* **WORK TO COMPLETE**:
(a) From the passage on external network providers, write out the part starting with "For each external" and going on through "tampering or abuse.".
(b) List the example categories of external providers that the passage on external network providers gives.

Gaming platforms depend heavily on external providers for network‑heavy functions. Under A.8.21, those are not “someone else’s problem”. You are expected to manage them as in‑scope network services with both technical and contractual controls.
Define baselines by service type
Defining baselines by service type lets you onboard and review providers consistently instead of writing requirements from scratch every time. When procurement, security and engineering all recognise the same baseline, deals move faster and reviews are easier to defend in audits. These baselines also help you compare providers on more than just price.
For each external category – for example CDNs, DDoS scrubbing, voice chat, matchmaking platforms – define at least:
- Encryption expectations such as protocol versions and cypher standards
- How origins are protected, including allow‑lists or private connectivity
- Logging and telemetry requirements, including the events and granularity you need
- How incidents are detected, communicated and mitigated across both organisations
For instance, a CDN serving game assets should enforce modern TLS, hide origins behind allow‑lists or private links, and provide edge logs that let you investigate tampering or abuse.

Dataset records
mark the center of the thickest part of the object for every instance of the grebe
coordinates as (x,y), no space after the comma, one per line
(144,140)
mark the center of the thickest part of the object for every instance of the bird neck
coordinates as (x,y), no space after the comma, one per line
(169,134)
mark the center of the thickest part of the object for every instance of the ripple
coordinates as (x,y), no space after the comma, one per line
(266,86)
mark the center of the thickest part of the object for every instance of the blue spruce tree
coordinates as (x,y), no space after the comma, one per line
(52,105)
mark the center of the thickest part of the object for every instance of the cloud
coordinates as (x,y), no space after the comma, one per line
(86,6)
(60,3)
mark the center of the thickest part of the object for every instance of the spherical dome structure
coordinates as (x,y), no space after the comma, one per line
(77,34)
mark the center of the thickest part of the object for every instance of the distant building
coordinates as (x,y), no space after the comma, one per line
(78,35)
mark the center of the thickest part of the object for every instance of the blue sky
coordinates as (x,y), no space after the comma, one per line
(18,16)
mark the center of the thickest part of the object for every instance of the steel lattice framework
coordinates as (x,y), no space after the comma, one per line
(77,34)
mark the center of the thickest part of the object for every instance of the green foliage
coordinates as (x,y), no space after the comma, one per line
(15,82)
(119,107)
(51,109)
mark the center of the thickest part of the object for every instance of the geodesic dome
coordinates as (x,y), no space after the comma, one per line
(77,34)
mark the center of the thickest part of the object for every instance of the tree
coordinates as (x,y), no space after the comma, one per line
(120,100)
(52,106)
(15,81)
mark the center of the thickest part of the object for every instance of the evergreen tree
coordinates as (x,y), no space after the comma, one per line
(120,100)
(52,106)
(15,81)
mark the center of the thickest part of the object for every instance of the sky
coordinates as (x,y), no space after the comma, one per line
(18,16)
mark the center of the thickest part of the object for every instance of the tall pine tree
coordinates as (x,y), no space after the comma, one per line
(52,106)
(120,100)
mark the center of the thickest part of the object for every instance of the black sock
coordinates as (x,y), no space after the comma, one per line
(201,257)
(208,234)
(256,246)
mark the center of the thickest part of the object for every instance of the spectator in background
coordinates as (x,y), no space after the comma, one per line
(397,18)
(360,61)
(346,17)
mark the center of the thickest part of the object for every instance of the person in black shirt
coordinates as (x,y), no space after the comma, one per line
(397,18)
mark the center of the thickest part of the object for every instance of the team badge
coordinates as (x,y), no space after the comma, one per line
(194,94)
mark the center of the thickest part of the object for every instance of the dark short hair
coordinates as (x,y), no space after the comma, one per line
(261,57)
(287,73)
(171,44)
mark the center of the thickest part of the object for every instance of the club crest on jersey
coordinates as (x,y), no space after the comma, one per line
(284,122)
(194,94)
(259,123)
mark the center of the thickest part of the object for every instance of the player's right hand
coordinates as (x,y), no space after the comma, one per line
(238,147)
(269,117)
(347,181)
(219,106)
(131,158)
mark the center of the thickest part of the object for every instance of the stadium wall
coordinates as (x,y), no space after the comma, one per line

* **RESULTS OF THE EXERCISE**:
(a)
For each external category – for example CDNs, DDoS scrubbing, voice chat, matchmaking platforms – define at least:
- Encryption expectations such as protocol versions and cypher standards
- How origins are protected, including allow‑lists or private connectivity
- Logging and telemetry requirements, including the events and granularity you need
- How incidents are detected, communicated and mitigated across both organisations
For instance, a CDN serving game assets should enforce modern TLS, hide origins behind allow‑lists or private links, and provide edge logs that let you investigate tampering or abuse.

(b) CDNs, DDoS scrubbing, voice chat, matchmaking platforms